:: Information provided ::

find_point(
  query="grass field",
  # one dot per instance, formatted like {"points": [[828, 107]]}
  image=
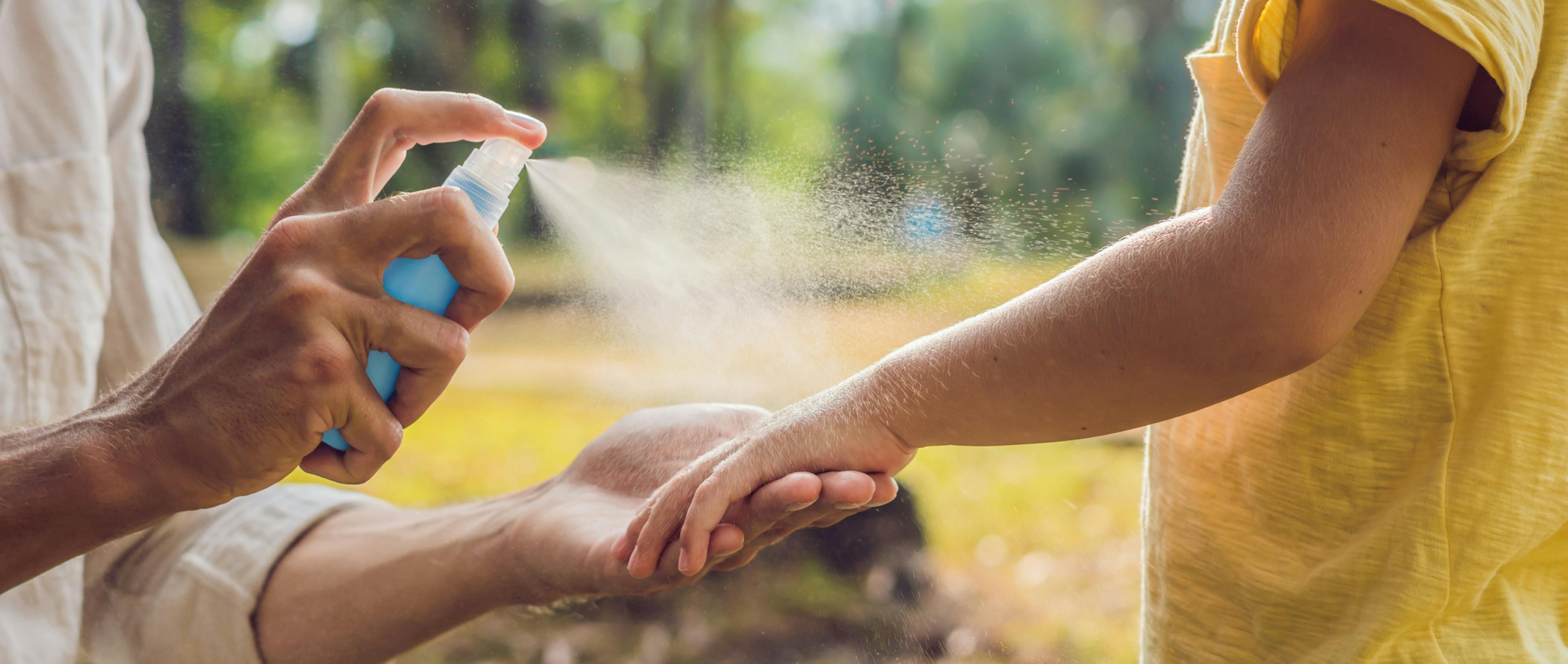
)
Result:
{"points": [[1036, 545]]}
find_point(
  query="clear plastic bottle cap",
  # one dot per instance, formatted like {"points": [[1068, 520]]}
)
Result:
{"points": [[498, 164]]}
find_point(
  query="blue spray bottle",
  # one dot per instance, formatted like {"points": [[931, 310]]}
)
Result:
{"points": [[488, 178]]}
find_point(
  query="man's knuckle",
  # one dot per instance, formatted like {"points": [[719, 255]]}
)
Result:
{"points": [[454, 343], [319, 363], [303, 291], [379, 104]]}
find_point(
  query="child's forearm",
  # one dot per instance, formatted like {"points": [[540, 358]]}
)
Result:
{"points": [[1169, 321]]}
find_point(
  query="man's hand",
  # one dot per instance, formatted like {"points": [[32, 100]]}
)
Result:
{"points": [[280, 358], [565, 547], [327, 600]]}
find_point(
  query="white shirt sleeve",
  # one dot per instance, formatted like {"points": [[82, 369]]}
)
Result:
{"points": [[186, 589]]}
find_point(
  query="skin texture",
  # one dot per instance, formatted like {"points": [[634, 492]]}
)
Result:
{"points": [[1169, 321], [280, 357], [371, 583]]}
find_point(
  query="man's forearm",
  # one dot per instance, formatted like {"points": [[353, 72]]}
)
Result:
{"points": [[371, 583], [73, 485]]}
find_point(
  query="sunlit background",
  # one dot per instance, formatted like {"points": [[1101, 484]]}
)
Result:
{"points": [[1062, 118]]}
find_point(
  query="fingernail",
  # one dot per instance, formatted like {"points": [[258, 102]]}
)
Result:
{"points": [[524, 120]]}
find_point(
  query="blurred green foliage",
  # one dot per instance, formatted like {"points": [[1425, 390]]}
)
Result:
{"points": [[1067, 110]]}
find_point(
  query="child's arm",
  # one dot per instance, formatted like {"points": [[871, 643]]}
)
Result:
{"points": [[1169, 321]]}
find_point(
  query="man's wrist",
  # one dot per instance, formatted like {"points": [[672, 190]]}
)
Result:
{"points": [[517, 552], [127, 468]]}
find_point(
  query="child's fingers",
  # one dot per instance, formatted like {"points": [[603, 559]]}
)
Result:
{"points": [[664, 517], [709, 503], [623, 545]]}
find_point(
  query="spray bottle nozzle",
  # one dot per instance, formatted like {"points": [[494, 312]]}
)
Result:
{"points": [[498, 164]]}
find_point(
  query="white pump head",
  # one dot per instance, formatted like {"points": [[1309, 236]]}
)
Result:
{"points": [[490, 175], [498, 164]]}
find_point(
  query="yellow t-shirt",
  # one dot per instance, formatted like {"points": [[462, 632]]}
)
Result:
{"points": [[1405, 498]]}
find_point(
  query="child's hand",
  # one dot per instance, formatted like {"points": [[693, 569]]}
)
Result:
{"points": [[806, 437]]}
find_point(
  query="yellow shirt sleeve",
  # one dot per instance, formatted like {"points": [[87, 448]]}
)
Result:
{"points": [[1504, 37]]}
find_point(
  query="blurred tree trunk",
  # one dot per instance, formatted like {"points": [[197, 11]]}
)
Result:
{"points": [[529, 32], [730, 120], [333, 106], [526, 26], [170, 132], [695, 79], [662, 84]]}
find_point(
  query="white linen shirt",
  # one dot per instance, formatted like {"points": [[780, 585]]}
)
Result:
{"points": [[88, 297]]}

:::

§ Exercise instructions
Copy every record exactly as it appears, apart from any pictures.

§ Solution
find_point(
  query="grass field",
  # one dot per instance, formatted like {"points": [[828, 107]]}
  image=
)
Result:
{"points": [[1036, 545]]}
find_point(
  query="clear plastic bottle cap",
  # one dot per instance, formatted like {"points": [[1068, 520]]}
)
Result:
{"points": [[498, 164]]}
find_point(
  query="blue spray bottle",
  # one dot per instance, formatted like {"points": [[931, 310]]}
)
Result:
{"points": [[488, 178]]}
find_point(
  query="man's knuckle",
  # one dot per instance, formatted like {"points": [[719, 255]]}
)
Result:
{"points": [[454, 343], [319, 363], [303, 291], [379, 104]]}
find_point(
  query="child's forearm",
  # one dot per instance, formatted like {"points": [[540, 358]]}
)
Result:
{"points": [[1169, 321]]}
find_point(
  query="man's hand",
  # one dot per instance, formatted like {"points": [[32, 100]]}
)
Result:
{"points": [[280, 358], [565, 547], [327, 600]]}
find_point(
  query="white shirt sleeve",
  # one dot per instance, formatted like {"points": [[82, 369]]}
)
Result:
{"points": [[186, 589]]}
find_point(
  query="skin texture",
  # one dot per instance, formatted like {"points": [[634, 492]]}
)
Result:
{"points": [[1169, 321], [280, 357], [371, 583]]}
find_point(
  query="man's forearm",
  # one dot per instance, formatted like {"points": [[353, 72]]}
)
Result:
{"points": [[371, 583], [73, 485]]}
find_point(
  query="sunlit background",
  # one dot per instance, formatted like {"points": [[1101, 484]]}
)
Result:
{"points": [[1062, 118]]}
find_point(
  query="fingernail",
  # one dot per instance, formatted like {"points": [[258, 102]]}
)
Result:
{"points": [[524, 120]]}
find_point(
  query="blurred green foliage",
  # one dot per instance, formatted like {"points": [[1425, 390]]}
)
Result:
{"points": [[1067, 110]]}
find_point(
  query="child's arm",
  # one dot per instance, formatted like {"points": [[871, 643]]}
)
Result:
{"points": [[1169, 321]]}
find_point(
  query="man's wrist",
  # one dot per instance, formatted like {"points": [[672, 190]]}
)
Result:
{"points": [[517, 552], [127, 468]]}
find_point(
  query="child's fingers",
  # one dot per instance, formatted like {"points": [[603, 559]]}
)
Result:
{"points": [[664, 517], [709, 503], [623, 545]]}
find_point(
  query="spray bottle nozzle",
  # one dot per instance, formatted like {"points": [[494, 312]]}
)
Result:
{"points": [[498, 164]]}
find_point(
  query="white pump head",
  # one dot per instance, formatted like {"points": [[1309, 236]]}
)
Result:
{"points": [[490, 175], [498, 164]]}
find_point(
  query="yellow t-shirt",
  # one dot per instance, formatted like {"points": [[462, 632]]}
)
Result:
{"points": [[1405, 498]]}
find_point(
  query="child's hand",
  # one dot per instance, formatted like {"points": [[693, 569]]}
)
Result:
{"points": [[806, 437]]}
find_point(
  query="yellow shirt sleeve",
  # one dot per instance, formatted like {"points": [[87, 448]]}
)
Result:
{"points": [[1504, 37]]}
find_point(
  query="blurred tree trunk",
  # one dot per instance, formatted like {"points": [[197, 11]]}
)
Result:
{"points": [[529, 32], [730, 120], [333, 106], [526, 26], [170, 132], [695, 79], [662, 84]]}
find_point(
  query="white linen shirt",
  # one dot per instance, formatted like {"points": [[780, 585]]}
)
Result:
{"points": [[88, 297]]}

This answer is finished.